SHORT EXERCISE
Determine how many lines of the entries below contain the string "asphalt", treating uppercase and lowercase letters as distinct. Provide only the number.

── WORKING DATA ──

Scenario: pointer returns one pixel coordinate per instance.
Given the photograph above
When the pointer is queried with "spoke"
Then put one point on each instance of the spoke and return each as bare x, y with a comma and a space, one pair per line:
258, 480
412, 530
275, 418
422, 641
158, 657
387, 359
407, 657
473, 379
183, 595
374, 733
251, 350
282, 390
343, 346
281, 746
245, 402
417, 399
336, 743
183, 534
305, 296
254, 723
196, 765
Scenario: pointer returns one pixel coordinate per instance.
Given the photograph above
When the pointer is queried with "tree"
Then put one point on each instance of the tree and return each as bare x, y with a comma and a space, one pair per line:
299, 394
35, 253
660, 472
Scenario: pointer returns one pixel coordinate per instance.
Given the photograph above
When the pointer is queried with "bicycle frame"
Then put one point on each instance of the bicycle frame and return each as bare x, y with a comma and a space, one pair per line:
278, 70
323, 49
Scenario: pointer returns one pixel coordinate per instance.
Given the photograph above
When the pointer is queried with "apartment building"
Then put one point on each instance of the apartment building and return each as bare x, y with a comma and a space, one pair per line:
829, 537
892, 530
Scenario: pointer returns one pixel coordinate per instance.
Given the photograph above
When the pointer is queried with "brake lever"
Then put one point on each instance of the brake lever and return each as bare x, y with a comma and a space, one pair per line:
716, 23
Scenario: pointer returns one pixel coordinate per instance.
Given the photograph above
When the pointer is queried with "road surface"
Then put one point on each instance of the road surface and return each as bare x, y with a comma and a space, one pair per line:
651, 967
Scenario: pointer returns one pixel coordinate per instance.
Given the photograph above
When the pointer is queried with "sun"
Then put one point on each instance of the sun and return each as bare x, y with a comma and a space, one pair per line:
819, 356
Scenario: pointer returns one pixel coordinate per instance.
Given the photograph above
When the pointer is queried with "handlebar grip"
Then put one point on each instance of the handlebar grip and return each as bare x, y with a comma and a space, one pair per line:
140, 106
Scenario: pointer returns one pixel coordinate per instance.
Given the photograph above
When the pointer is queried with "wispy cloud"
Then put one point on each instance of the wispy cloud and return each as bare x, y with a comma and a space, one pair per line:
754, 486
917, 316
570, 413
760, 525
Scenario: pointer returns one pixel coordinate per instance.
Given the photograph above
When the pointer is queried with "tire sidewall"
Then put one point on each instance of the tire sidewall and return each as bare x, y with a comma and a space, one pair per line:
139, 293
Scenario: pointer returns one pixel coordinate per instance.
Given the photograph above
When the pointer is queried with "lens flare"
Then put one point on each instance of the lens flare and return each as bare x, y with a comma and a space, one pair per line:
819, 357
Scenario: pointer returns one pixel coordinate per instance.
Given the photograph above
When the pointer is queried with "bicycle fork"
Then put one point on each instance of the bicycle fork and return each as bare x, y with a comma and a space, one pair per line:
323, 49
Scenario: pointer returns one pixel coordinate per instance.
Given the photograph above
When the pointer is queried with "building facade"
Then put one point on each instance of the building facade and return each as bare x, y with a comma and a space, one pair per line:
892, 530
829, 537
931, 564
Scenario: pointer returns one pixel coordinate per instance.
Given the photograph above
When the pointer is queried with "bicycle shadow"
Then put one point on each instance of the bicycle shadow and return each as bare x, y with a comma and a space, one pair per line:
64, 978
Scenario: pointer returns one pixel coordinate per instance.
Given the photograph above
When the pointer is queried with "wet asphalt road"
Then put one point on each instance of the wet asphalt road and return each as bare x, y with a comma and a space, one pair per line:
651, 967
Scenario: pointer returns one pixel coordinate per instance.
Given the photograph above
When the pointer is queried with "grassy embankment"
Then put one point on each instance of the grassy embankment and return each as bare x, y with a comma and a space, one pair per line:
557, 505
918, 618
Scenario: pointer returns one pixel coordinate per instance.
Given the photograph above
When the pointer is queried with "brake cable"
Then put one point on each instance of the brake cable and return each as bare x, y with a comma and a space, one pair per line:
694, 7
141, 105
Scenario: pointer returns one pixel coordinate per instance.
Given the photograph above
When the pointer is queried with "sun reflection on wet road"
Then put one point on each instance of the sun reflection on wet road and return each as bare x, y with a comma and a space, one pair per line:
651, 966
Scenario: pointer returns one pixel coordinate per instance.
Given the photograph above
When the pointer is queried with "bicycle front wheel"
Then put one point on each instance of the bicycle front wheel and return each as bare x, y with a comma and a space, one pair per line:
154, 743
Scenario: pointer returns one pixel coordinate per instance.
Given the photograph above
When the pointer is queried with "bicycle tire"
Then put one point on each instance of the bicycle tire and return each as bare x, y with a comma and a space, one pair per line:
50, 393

───

FULL OUTPUT
2